* BEGIN Source *
So go ahead. Hang a wreath on every door. Fill the mantel with all the fresh holly and pinecones you like. Line the bookcases with as many porcelain Santas as they can hold.
But let’s get one thing straight right now. I am the dad. And I put the lights on the Christmas tree.
How this became the exclusive domain of the man of the house I’m not sure, but it just is, and it’s a job I take seriously. I suppose some moms out there do it, but for most men, putting the lights on the tree is a solemn tradition handed down from dad to dad, generation to generation.
For me, it all goes back to Christmas as a kid. I’d watch from a safe distance as my dad unraveled the tree lights year after year, sternly tested each one, then snapped each bulb onto a branch (each lamp had its own metal clip back then). The task required the same singular focus and clarity of mind Dad needed to move large piles of mulch or pack the family station wagon for a two-week vacation. You didn’t get in his way. And he didn’t want any help.
But there was more to it than that, and now that I have a family of my own, I understand. Deep down in their primal ganglia, all dads know instinctively that tree lights link them straight to their ancient, eternal duty to provide home and hearth and warmth for mom and the kids. If the Christmas tree serves as epicenter of holiday jubilation, the lights fill every dad’s fundamental need to make fire. Fire is what Dad does and what Dad calls his own—same as stoking the logs in the fireplace, presiding over the barbeque grill, or obsessing about the thermostat setting. Prehistoric Man roasted a boar in a cave. Twenty-first Century Dad gives you a bonfire of lights on a tree.
* END Source *
* BEGIN Data records *
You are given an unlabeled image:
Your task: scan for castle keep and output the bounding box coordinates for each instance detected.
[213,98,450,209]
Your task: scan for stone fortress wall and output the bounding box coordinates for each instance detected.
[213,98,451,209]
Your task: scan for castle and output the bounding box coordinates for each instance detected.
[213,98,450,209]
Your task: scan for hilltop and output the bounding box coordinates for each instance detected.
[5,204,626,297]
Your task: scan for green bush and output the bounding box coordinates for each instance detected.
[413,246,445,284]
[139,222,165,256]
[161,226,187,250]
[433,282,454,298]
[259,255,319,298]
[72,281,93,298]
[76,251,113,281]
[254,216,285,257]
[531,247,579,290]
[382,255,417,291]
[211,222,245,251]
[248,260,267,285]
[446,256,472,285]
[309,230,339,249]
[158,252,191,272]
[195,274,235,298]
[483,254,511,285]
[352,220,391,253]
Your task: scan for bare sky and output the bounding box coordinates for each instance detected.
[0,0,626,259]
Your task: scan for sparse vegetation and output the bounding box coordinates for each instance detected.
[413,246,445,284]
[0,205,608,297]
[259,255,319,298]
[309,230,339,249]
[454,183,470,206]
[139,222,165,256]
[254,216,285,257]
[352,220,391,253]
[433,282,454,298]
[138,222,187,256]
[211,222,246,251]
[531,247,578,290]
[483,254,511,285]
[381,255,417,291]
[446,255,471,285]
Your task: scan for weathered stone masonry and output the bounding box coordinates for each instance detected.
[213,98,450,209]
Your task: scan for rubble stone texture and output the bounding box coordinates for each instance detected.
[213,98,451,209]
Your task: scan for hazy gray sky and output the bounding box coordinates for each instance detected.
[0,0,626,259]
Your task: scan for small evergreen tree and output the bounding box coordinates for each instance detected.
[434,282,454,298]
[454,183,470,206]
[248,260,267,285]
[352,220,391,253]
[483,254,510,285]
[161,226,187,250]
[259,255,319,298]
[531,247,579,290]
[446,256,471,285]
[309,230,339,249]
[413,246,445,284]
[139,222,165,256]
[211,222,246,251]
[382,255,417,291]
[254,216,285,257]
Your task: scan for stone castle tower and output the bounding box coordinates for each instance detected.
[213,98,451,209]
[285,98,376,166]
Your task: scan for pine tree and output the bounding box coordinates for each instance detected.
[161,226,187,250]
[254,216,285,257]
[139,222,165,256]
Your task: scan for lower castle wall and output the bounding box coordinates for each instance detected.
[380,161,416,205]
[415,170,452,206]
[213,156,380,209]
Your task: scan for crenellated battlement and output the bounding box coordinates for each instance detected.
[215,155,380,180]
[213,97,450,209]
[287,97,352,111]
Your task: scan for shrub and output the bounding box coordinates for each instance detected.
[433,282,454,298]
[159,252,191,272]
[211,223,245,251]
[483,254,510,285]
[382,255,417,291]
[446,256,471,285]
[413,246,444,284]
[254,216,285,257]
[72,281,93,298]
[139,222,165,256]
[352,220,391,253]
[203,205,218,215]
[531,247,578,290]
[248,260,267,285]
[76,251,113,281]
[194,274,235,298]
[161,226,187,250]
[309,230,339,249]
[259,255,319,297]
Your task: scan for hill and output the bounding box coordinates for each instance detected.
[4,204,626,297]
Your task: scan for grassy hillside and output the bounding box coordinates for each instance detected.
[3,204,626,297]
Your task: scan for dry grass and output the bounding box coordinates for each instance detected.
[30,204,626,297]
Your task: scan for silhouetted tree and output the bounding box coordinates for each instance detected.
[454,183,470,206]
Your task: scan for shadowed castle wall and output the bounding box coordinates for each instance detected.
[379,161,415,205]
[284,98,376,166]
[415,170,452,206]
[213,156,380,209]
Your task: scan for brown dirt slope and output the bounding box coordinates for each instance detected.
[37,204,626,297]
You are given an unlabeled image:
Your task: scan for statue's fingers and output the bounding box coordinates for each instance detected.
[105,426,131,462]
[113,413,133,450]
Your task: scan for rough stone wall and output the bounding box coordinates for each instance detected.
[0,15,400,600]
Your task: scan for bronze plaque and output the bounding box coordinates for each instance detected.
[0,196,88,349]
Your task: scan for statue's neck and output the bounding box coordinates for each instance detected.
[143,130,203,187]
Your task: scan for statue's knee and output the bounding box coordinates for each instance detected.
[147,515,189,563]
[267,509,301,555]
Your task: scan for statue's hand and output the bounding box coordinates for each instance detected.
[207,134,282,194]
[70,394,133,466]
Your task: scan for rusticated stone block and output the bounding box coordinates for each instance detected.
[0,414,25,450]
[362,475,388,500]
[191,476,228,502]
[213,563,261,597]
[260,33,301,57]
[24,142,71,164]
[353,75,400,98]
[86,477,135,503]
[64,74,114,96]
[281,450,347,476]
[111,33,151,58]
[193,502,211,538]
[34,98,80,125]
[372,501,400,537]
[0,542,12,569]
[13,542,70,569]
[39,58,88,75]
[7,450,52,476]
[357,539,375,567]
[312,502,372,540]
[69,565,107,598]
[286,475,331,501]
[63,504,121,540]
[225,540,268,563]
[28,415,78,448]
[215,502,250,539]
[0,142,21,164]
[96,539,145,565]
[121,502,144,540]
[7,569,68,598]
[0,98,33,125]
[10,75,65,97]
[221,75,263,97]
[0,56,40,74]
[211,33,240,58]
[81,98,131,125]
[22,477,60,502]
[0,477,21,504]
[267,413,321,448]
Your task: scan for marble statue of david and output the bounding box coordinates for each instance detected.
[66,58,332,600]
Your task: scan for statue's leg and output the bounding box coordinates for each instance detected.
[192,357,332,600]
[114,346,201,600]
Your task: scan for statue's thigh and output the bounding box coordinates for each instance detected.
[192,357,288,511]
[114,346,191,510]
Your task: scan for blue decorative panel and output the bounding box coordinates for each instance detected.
* END Data records *
- What is asked
From the essay on putting the lights on the Christmas tree, extract the passage that begins at the words "How this became" and ends after the words "generation to generation.", reproducing it verbatim.

- Response to this exercise
How this became the exclusive domain of the man of the house I’m not sure, but it just is, and it’s a job I take seriously. I suppose some moms out there do it, but for most men, putting the lights on the tree is a solemn tradition handed down from dad to dad, generation to generation.